# Pterinochilus murinus



## los3r (Jan 17, 2015)

Got supplies in today to set up my obt's permanent home today. 12x12x18 zoo med. Has a drainage layer, soil, leaf litter and seeded it with springtails. What do you guys think?
You can sort of see his/her butt there

Reactions: Like 1


----------



## vespers (Jan 19, 2015)

los3r said:


> Got supplies in today to set up my obt's permanent home today. 12x12x18 zoo med. Has a drainage layer, soil, leaf litter and seeded it with springtails. What do you guys think?


I think if the enclosure is kept moist enough to actually support springtails for any length of time, its not the right enclosure for an OBT.

Reactions: Like 2


----------



## MatthewM1 (Jan 19, 2015)

vespers said:


> I think if the enclosure is kept moist enough to actually support springtails for any length of time, its not the right enclosure for an OBT.


+1 looks like it would be a wonderful Psalmopoeus reduncus enclosure though. =)


----------



## los3r (Jan 19, 2015)

In that case, i'll let the springtails die out. Much rather have a healthy spider


----------



## Tarantula Fangs (Jan 19, 2015)

I like the design, I think it would be great for an arboreal T, good job.


----------



## eldondominicano (Jan 19, 2015)

· · ·

> DIRECTIVES
• a. Reproduce the stretch of the Pterinochilus murinus thread from "## MatthewM1 (Jan" through "enclosure though. =)", swapping "springtails" for "isopods".
• b. Continue the forum thread about the Pterinochilus murinus enclosure from the point where it stops.

> ENTRIES SUPPLIED
· · ·

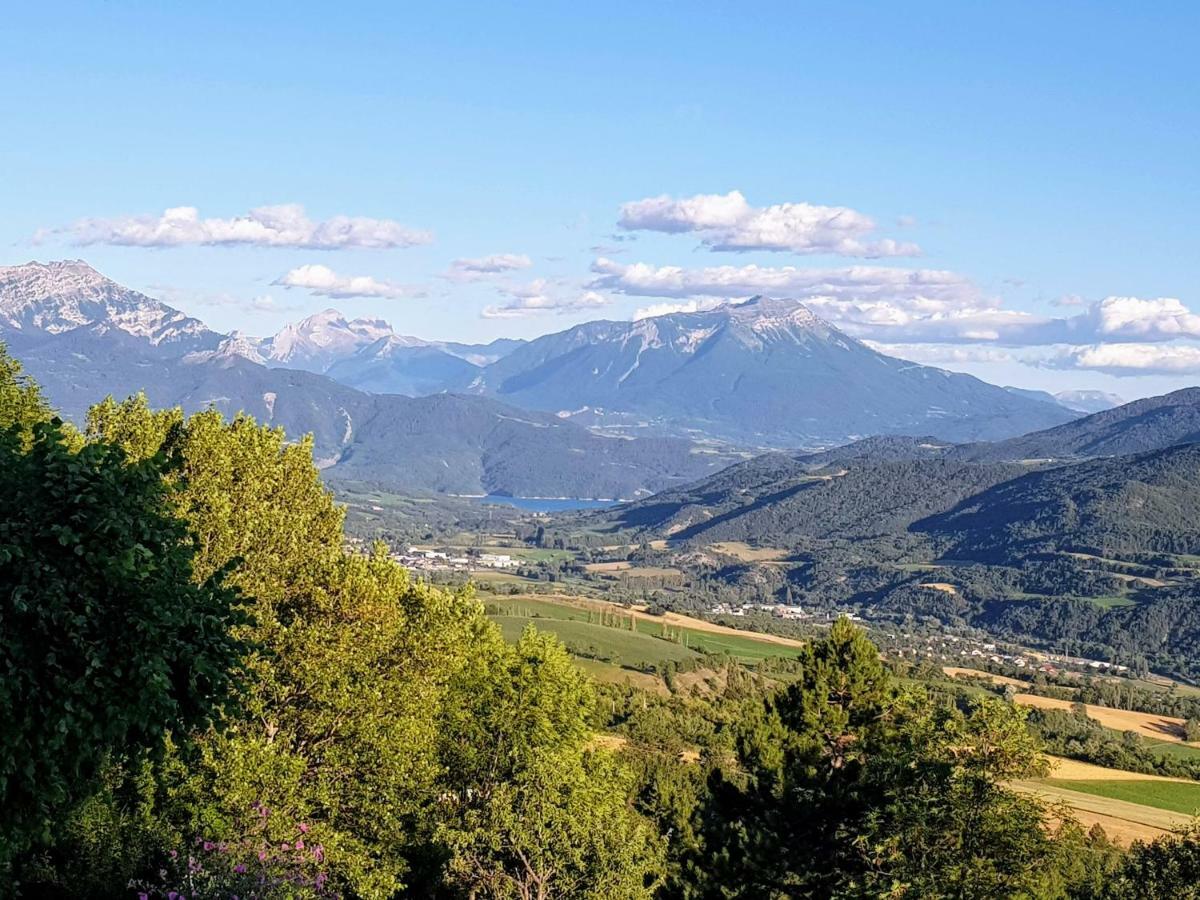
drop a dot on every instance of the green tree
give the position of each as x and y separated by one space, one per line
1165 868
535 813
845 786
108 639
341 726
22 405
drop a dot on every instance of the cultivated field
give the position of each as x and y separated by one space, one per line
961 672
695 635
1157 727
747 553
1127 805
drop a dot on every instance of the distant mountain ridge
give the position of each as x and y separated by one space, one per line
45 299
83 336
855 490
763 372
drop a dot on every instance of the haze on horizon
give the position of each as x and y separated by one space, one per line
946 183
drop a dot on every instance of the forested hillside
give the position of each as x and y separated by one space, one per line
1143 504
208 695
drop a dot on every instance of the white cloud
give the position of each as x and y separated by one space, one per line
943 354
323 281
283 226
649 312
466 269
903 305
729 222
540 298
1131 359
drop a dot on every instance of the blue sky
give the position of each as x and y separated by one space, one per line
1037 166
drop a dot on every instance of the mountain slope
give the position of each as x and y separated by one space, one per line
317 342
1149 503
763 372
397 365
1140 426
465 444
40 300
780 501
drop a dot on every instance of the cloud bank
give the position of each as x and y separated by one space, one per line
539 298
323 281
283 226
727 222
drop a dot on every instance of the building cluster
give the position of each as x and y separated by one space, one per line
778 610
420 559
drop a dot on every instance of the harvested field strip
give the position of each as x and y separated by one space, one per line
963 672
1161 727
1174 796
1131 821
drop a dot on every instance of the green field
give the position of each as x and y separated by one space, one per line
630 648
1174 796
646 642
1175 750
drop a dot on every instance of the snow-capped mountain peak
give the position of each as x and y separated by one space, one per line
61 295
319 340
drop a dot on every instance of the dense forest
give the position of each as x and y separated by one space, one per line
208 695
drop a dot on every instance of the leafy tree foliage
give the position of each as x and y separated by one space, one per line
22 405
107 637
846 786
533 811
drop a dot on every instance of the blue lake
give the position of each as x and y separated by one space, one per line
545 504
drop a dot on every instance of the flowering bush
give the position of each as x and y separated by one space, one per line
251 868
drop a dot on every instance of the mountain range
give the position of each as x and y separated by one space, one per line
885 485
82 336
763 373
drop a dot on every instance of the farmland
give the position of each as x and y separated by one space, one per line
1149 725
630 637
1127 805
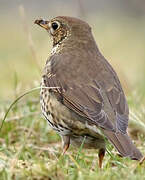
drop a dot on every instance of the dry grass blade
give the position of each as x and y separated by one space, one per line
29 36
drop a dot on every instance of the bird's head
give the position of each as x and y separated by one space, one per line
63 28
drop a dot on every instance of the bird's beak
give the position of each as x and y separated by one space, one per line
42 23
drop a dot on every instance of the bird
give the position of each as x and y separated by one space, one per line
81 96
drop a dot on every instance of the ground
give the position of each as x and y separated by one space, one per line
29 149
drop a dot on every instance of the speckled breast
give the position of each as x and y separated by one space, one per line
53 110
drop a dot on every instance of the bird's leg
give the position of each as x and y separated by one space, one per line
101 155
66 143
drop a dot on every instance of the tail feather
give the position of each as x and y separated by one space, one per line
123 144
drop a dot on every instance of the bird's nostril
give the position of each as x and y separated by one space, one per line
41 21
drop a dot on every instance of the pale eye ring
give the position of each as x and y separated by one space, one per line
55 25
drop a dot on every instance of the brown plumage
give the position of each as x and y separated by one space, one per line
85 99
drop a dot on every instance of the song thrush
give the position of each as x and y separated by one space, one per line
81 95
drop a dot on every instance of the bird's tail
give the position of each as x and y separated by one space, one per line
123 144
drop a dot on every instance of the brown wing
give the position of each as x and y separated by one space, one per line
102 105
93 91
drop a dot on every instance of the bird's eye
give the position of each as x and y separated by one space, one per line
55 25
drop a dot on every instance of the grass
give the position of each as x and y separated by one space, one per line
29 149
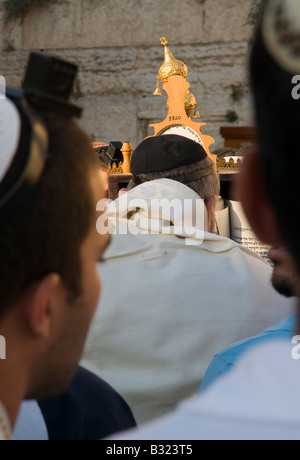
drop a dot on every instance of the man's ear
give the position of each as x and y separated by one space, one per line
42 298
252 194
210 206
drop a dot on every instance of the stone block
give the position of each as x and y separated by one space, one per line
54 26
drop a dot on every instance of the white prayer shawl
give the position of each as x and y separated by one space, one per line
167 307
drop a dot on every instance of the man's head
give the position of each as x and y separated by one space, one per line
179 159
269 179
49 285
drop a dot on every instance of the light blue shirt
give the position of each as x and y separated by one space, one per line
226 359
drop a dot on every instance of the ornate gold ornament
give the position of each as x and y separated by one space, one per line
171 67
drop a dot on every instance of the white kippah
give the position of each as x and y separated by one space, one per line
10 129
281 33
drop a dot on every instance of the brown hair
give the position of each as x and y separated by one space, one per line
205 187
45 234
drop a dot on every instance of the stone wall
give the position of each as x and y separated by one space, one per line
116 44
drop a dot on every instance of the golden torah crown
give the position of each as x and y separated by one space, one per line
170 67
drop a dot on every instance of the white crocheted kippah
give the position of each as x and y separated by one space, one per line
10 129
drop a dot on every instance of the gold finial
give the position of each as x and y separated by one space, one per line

· · ·

> IN RESPONSE
• a.
## MatthewM1 (Jan 19, 2015)

vespers said:


> I think if the enclosure is kept moist enough to actually support isopods for any length of time, its not the right enclosure for an OBT.


+1 looks like it would be a wonderful Psalmopoeus reduncus enclosure though. =)

• b.
los3r said:


> In that case, i'll let the springtails die out. Much rather have a healthy spider


cool enclosure, OBT's have done pretty well in arboreal type setups that I've seen.. Yes I second the springtail opinion. OBT's like Dryer climates

---------- Post added 01-19-2015 at 03:29 PM ----------

What is the size of your OBT?

---------- Post added 01-19-2015 at 03:37 PM ----------

And how much research have you done on this T? Just curious because of the particular sp. you got


----------



## los3r (Jan 19, 2015)

Seems to be between 2.5 and 3". Current humidity is reading at about 50% And I've read a lot about them. Fast, defensive, extremely painful bite. A look but don't touch spider. Only thing I wasn't quite sure of is the humidity they needed. Since I've read both that they need a lot and that they don't.


----------



## eldondominicano (Jan 19, 2015)

los3r said:


> Seems to be between 2.5 and 3". Current humidity is reading at about 50% And I've read a lot about them. Fast, defensive, extremely painful bite. A look but don't touch spider. Only thing I wasn't quite sure of is the humidity they needed. Since I've read both that they need a lot and that they don't.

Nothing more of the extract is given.